_Instructions for the task_.
Go through the entries below from the first line and output each one exactly, up to and including the line with "Target: woman in red top".

_Exercise input_.
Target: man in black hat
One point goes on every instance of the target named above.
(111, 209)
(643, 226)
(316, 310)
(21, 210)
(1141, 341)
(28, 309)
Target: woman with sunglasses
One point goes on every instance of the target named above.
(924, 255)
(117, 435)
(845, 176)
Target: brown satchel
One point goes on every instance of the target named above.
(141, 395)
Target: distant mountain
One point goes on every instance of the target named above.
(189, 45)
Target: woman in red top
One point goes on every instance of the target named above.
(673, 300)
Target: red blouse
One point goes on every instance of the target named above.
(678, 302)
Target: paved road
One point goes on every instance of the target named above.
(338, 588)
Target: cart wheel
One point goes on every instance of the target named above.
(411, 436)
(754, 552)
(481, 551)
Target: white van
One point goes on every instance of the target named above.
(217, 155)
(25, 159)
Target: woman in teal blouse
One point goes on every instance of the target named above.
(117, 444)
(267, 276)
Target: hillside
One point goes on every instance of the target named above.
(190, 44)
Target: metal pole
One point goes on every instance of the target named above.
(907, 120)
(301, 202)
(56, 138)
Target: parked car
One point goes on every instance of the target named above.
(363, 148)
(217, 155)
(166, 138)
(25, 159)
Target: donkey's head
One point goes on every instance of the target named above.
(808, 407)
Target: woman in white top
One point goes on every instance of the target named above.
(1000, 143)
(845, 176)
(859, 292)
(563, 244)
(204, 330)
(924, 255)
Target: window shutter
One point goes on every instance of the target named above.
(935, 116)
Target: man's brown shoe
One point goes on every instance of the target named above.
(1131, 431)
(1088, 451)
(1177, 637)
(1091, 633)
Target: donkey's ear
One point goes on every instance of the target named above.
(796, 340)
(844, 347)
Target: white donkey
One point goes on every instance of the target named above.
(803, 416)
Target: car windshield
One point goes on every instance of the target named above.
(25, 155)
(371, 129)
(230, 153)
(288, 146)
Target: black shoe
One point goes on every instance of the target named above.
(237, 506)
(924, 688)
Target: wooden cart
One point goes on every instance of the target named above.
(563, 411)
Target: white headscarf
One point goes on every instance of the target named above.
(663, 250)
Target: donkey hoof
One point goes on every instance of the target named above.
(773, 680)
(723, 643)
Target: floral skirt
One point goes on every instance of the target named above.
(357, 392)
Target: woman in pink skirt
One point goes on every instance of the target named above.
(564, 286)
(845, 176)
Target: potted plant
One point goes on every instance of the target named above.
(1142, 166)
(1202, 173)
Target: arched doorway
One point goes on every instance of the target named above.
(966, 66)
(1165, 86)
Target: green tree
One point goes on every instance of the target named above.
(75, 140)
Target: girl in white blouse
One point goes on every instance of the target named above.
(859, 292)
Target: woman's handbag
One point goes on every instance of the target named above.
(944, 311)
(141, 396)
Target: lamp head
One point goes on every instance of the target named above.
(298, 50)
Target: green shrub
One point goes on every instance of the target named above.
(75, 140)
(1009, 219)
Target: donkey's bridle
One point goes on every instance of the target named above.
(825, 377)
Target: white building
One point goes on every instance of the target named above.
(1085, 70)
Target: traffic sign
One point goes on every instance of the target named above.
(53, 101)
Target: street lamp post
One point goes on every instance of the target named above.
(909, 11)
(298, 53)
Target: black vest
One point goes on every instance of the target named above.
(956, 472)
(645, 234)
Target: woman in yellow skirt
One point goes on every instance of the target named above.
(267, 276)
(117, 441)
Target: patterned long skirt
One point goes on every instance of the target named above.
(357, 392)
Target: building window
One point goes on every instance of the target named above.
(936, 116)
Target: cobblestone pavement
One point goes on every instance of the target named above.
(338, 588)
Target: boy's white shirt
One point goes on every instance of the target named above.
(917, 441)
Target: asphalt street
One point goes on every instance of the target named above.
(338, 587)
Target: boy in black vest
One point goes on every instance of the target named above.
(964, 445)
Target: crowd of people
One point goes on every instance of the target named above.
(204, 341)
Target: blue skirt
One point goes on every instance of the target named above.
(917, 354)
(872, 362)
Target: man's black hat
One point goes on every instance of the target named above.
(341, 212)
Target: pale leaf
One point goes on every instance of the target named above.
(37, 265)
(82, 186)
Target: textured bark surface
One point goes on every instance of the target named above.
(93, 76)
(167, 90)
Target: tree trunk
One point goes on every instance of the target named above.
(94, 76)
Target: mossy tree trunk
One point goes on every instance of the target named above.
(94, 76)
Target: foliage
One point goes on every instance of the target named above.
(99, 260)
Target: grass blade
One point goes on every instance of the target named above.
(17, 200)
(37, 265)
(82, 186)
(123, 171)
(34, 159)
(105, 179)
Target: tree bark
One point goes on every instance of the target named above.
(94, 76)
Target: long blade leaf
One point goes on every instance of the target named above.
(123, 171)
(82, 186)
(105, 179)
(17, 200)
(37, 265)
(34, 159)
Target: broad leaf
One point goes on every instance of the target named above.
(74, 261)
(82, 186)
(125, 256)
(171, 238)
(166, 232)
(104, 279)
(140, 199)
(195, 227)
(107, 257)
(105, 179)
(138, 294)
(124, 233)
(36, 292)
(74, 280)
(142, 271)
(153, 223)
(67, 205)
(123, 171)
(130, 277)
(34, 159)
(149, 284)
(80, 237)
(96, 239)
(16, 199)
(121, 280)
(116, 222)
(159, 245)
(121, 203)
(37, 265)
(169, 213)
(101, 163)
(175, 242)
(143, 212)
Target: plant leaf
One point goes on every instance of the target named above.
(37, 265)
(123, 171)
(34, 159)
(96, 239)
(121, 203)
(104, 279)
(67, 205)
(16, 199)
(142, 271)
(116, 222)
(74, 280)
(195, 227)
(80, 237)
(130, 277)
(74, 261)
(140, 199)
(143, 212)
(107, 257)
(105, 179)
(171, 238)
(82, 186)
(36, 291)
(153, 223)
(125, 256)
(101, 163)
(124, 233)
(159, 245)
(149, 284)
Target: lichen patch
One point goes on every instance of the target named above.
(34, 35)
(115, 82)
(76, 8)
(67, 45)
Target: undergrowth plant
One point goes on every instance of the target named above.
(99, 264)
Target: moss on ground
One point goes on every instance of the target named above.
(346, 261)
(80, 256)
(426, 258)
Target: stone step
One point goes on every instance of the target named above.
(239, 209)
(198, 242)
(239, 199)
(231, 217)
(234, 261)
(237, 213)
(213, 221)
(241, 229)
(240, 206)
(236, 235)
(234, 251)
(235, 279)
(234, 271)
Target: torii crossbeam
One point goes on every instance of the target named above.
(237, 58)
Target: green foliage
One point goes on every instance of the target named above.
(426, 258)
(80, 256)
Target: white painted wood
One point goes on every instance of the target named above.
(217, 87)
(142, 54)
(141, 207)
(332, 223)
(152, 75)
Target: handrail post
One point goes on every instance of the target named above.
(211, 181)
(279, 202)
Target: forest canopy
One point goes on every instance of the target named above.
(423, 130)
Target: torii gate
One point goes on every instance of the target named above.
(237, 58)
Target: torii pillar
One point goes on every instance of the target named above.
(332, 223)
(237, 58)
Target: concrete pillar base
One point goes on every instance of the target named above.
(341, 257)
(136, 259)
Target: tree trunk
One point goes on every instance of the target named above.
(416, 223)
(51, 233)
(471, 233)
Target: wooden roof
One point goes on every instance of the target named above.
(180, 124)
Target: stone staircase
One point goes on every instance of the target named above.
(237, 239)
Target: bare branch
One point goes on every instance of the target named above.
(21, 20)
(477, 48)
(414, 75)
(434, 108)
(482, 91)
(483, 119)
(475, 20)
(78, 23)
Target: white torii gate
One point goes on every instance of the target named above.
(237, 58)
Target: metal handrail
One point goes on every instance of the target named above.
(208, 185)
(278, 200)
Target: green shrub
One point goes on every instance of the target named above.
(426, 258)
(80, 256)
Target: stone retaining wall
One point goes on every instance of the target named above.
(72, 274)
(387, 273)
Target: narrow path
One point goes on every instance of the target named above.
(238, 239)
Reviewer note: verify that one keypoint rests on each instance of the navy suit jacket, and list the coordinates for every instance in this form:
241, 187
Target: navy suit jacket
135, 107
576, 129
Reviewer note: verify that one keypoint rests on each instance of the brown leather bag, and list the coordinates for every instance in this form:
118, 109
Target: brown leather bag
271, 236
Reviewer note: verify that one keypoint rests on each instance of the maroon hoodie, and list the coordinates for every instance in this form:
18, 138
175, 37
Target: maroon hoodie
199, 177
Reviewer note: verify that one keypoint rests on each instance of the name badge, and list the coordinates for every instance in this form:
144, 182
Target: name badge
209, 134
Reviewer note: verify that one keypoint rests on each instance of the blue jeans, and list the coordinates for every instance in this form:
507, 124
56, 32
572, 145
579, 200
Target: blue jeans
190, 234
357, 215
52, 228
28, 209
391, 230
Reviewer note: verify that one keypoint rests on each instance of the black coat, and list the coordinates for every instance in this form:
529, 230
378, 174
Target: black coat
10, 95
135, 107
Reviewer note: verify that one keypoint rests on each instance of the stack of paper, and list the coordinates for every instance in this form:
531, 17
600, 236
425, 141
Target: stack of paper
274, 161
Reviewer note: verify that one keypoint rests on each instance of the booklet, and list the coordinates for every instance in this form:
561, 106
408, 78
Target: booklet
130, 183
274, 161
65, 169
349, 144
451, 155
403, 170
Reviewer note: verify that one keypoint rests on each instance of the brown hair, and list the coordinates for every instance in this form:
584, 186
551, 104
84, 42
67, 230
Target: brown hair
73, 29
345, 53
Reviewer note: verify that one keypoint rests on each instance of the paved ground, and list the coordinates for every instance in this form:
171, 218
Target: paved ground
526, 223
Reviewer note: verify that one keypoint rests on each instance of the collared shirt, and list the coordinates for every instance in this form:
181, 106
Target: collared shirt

_Exercise output_.
Target: man in black hat
One point goes on every instance of the target named above.
(111, 209)
(643, 226)
(316, 310)
(21, 210)
(1141, 341)
(28, 309)
Target: woman with sunglasses
One point goes on every instance of the target named above.
(924, 255)
(117, 435)
(845, 176)
Target: brown satchel
One point goes on every instance of the target named above.
(141, 395)
Target: distant mountain
One point goes on every instance of the target named above.
(189, 45)
Target: woman in red top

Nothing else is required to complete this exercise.